> [Work required] Reproduce everything from the start of the items down to the line containing "243 123 L 239", that line included.

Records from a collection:
******

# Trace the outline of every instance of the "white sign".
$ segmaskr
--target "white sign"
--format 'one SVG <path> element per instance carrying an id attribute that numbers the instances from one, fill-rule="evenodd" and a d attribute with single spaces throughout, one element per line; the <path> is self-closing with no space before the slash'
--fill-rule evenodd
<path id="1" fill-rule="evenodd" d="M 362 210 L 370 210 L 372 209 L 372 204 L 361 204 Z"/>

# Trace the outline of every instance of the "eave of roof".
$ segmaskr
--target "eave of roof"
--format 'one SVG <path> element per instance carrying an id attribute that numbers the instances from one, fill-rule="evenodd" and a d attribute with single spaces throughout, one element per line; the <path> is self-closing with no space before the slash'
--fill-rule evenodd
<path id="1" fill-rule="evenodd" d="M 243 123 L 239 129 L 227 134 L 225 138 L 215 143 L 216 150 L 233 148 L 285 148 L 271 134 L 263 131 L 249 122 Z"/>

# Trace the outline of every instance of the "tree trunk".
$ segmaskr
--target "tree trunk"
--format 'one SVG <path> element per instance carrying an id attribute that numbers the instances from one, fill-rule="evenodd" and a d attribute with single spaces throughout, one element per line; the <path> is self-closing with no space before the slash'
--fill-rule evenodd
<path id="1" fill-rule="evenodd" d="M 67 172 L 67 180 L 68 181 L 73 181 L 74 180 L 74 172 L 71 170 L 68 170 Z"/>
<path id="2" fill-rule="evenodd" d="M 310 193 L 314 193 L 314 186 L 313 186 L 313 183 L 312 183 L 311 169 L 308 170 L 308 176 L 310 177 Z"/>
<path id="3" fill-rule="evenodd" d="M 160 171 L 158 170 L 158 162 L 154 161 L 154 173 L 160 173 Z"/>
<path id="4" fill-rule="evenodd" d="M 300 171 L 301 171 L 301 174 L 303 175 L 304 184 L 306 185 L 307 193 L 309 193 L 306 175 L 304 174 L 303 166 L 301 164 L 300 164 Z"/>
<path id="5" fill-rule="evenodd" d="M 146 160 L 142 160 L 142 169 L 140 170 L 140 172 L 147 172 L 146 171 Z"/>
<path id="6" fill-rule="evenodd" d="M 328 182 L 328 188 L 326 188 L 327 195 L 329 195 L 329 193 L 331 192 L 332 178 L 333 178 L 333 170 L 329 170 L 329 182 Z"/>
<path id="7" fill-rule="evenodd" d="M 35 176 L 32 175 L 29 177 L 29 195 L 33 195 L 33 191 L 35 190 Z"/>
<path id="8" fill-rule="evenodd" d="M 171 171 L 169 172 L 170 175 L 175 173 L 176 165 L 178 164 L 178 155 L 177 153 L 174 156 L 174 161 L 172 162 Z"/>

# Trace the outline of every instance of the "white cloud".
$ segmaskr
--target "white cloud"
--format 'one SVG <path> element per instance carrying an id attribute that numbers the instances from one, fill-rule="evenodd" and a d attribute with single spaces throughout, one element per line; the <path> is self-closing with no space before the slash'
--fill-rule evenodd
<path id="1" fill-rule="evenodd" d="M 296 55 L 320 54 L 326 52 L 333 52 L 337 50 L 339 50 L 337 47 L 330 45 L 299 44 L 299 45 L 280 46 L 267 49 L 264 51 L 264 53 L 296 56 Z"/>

******

> [Exercise answer]
# Trace the outline of every instance of the "white sign".
$ segmaskr
--target "white sign"
--format 'one SVG <path> element per instance carrying an id attribute that numbers the instances from one, fill-rule="evenodd" and a d attribute with single spaces throughout, one element per line; the <path> is self-closing with no space before the slash'
--fill-rule evenodd
<path id="1" fill-rule="evenodd" d="M 362 210 L 370 210 L 372 209 L 372 204 L 361 204 Z"/>

# Trace the outline of every instance of the "eave of roof".
$ segmaskr
--target "eave of roof"
--format 'one SVG <path> element per instance carrying an id attribute that numbers the instances from one, fill-rule="evenodd" and a d attribute with single spaces throughout, one element per line; the <path> is self-closing with no space before the slash'
--fill-rule evenodd
<path id="1" fill-rule="evenodd" d="M 243 123 L 239 129 L 227 134 L 225 138 L 215 143 L 216 150 L 233 148 L 285 148 L 271 134 L 263 131 L 249 122 Z"/>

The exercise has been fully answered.